* [Passage for review]:
Tuesday, March 8, 2011

My gastroenterologist will soon know me inside out

I finally made the call to the Gastroenterology center of Williamsville. They are the doctors that have a huge sign on Maple Rd. telling everyone who is 50 to get a colonoscopy. I didn't call because of the sign; I called because my primary doctor gave me a referral and told me to get it done.

Have you ever notice that the word "enter" is embedded in the word gastroenterologist? That's what they do, you know: enter your colon with a wee camera.  I'm very glad that cameras now are very teeny tiny. It makes me think of the movie Fantastic Voyage where instead of shrinking a camera and inserting it through the blood stream, they shrunk PEOPLE AND a SUBMARINE and let it rip through the body.  Talk about insane! I feel much more comfortable with a camera than with Raquel Welch intruding my nether regions.

Whenever I hear the word colonoscopy I always  hear Robert Klein's song
in my head. It's hilarious but also quite a catchy tune. Once you've heard it, you will never get it out of your head. I've seen Robert Klein in concert a few times because of the generosity of his musical director, Bob Stein. Bob is a lovely man and a good friend of Bill's - they met at the University of Rochester. Anyway, Bob always gets us tickets to see Robert Klein when he plays locally. (Click on the link above and you can see Bob playing the piano on the left side of the stage.) Klein's concerts are always fun. And his routine about colonoscopies always gets a huge response from the audience because his audience is "of a certain age" and they can relate.

* [Required tasks]:
1 > In the colonoscopy blog post, where did Bob Stein and Bill meet?
2 > Print the part of the colonoscopy blog post starting with "My gastroenterologist will" and going on through "get it done.".
3 > Carry on the colonoscopy blog post past its last sentence.

[Items from a data source]
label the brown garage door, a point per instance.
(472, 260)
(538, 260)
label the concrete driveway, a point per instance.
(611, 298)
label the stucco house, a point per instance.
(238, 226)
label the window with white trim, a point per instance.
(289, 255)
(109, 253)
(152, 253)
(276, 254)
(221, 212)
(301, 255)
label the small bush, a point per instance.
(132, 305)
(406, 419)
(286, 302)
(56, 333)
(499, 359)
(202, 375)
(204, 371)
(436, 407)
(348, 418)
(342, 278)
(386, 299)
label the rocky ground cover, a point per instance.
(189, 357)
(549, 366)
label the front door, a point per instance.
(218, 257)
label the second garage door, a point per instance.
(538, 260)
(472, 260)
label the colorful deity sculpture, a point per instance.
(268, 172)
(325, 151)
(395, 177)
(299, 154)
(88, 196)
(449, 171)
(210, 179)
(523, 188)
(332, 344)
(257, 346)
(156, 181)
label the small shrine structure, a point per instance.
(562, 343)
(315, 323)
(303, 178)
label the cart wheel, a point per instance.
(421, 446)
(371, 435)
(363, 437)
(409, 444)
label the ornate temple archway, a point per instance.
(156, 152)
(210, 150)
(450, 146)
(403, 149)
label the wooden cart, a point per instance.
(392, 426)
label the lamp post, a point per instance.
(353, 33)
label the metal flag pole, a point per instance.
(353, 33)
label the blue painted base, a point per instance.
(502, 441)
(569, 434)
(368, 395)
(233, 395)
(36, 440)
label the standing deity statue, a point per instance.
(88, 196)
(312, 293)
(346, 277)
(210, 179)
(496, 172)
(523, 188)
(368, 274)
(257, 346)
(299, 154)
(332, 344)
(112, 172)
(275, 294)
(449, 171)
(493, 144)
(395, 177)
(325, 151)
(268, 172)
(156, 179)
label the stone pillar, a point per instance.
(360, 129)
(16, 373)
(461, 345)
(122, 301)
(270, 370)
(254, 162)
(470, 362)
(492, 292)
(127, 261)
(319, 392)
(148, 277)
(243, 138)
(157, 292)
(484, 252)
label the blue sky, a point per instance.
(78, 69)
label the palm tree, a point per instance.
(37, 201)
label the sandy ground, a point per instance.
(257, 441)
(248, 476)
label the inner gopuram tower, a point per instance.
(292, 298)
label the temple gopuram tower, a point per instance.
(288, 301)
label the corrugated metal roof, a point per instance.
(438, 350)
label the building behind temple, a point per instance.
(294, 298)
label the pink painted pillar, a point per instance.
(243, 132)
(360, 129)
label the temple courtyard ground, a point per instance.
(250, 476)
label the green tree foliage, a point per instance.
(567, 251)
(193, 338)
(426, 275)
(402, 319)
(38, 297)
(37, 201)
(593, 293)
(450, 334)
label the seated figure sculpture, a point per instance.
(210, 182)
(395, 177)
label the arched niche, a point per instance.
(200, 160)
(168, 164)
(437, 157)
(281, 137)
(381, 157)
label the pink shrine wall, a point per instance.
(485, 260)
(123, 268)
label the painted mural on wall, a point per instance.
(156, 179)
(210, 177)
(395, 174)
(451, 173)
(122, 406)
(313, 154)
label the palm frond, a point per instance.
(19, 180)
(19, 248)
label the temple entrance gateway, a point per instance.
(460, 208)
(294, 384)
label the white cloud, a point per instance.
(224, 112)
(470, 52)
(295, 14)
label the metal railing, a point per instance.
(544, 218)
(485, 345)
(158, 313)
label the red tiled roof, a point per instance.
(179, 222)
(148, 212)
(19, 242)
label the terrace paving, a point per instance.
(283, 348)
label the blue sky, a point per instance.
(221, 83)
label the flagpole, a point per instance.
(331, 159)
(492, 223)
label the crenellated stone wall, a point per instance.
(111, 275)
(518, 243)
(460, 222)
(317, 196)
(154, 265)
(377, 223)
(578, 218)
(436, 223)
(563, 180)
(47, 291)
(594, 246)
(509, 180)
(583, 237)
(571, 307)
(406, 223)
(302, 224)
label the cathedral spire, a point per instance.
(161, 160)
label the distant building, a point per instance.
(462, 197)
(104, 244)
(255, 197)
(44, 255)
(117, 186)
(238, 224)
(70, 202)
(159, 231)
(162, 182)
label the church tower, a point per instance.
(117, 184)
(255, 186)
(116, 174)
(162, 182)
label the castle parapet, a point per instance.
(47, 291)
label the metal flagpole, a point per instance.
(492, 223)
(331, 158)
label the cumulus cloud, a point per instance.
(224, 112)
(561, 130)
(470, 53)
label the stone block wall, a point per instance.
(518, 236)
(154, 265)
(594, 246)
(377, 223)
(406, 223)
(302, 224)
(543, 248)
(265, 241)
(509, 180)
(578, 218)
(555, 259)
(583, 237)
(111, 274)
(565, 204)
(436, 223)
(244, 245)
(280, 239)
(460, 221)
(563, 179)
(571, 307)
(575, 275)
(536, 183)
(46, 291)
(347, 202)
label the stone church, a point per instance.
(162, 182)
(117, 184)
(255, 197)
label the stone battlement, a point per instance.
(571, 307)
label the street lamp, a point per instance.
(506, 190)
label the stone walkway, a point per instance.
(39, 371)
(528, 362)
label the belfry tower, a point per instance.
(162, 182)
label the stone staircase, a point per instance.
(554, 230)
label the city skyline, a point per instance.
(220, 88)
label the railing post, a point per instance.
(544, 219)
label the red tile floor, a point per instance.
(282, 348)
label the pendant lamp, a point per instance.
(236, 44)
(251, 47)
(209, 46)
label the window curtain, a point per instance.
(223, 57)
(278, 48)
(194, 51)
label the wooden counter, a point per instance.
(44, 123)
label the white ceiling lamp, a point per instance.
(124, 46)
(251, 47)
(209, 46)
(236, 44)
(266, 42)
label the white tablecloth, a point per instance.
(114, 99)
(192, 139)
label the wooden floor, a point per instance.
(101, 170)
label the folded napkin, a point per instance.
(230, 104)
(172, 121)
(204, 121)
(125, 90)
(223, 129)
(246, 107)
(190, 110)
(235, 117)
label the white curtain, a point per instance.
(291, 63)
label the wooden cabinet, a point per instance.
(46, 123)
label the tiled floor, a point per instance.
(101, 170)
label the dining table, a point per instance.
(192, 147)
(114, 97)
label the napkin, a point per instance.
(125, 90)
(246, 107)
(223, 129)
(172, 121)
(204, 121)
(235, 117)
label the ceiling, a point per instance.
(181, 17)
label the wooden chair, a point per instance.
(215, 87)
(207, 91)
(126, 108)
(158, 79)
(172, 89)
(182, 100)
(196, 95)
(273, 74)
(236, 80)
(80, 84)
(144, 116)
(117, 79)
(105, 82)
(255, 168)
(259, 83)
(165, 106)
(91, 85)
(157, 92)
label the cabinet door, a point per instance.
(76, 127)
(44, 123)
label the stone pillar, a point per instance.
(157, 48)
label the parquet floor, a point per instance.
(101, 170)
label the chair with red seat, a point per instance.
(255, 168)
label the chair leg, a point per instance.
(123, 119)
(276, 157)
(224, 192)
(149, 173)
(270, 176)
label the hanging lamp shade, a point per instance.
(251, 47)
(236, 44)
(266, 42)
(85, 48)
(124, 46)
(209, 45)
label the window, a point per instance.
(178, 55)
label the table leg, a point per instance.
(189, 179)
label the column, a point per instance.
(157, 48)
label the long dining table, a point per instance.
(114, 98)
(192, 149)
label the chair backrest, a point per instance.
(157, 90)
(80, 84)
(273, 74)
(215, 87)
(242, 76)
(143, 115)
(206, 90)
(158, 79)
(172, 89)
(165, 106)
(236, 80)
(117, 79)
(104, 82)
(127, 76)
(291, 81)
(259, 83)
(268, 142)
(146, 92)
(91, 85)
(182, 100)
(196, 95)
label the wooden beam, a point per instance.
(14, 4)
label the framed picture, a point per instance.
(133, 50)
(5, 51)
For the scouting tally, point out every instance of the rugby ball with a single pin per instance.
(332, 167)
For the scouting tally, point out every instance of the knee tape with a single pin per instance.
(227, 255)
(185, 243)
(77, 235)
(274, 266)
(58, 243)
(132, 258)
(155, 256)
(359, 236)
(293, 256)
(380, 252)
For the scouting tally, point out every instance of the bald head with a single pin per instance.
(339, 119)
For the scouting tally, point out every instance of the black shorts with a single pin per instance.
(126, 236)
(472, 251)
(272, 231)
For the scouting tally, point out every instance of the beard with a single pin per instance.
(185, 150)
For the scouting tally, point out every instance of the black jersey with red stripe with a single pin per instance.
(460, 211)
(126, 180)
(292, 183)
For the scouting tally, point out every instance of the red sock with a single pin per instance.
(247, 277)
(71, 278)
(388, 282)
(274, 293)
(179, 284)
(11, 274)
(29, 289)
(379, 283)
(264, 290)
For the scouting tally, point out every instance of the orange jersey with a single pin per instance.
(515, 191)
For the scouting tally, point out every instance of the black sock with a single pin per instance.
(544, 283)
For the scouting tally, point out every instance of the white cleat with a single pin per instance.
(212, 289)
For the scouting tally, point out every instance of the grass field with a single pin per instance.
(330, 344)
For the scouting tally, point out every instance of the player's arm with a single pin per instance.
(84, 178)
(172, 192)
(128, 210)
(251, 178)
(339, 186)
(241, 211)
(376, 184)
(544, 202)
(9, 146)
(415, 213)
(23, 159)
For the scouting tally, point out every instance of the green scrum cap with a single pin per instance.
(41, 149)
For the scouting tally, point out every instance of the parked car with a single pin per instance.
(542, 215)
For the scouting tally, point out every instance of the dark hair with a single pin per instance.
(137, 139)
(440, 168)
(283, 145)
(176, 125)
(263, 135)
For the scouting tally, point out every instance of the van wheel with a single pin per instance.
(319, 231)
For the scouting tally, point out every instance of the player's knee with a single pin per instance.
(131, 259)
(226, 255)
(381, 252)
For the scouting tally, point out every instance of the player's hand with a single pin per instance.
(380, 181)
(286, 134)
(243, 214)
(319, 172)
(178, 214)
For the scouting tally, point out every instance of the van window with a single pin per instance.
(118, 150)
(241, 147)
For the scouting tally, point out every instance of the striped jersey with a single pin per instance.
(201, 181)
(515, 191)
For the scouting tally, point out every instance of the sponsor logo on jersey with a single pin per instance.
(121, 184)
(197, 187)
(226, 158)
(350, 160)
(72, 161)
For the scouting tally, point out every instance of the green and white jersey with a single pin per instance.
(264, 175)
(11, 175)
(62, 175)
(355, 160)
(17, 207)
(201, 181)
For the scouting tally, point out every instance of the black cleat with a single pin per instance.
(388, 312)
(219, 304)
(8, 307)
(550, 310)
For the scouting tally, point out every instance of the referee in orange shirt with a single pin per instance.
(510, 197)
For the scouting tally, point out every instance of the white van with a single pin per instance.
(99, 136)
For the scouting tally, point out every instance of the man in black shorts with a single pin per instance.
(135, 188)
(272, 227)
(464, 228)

* [Task results]:
1 > At the University of Rochester.

2 >
My gastroenterologist will soon know me inside out

I finally made the call to the Gastroenterology center of Williamsville. They are the doctors that have a huge sign on Maple Rd. telling everyone who is 50 to get a colonoscopy. I didn't call because of the sign; I called because my primary doctor gave me a referral and told me to get it done.

3 >
When Bill turned 50 I took him to Millard Fillmore Suburban for his colonoscopy. He did fine. He woke up after the procedure and asked me when the HELL they were going to start. It took some convincing that it was all over. I distinctly remember folding him into his big Mercedes after we left the hospital. Normally, I don't remember those kind of details (i.e. what kind of car we were driving) but I remember this because this car had the phone built into the dash. It was before cell phones were so popular. The dash phone provided easy access for both the patient ( I mean the passenger) and the driver. As soon as he was seated he started punching out numbers and waiting for the ring. I looked over at him, a little confused, but I let it go. One of his clients answered the phone. Because Bill was seriously non compos mentis I paid attention to this conversation. Truthfully, I was curious as to how he was going to handle it and I was ready to be amused.

Within the first sentence he was "blah blahing" and I stifled a laugh. I told the man on the other end that Bill was drugged and was still recovering from a 'procedure'; that he was not himself and to please forgive him.  I then hit the "hangup" button and laughed my pants off. I got such  a charge out of seeing Bill in such a state. He really thought he could do some business on the ride home. In fact, he was certain he could go back to work. Once I got him home, I hustled him upstairs and into bed and took away the bedside phone. Those drugs kept him comatose until dinner.

I still can't figure out how he remembered his client's phone number. I guess those drugs don't affect a trained eidetic memory.


  1. I'm surprised Bill didn't have the exam while he was on the phone and driving the car and racing.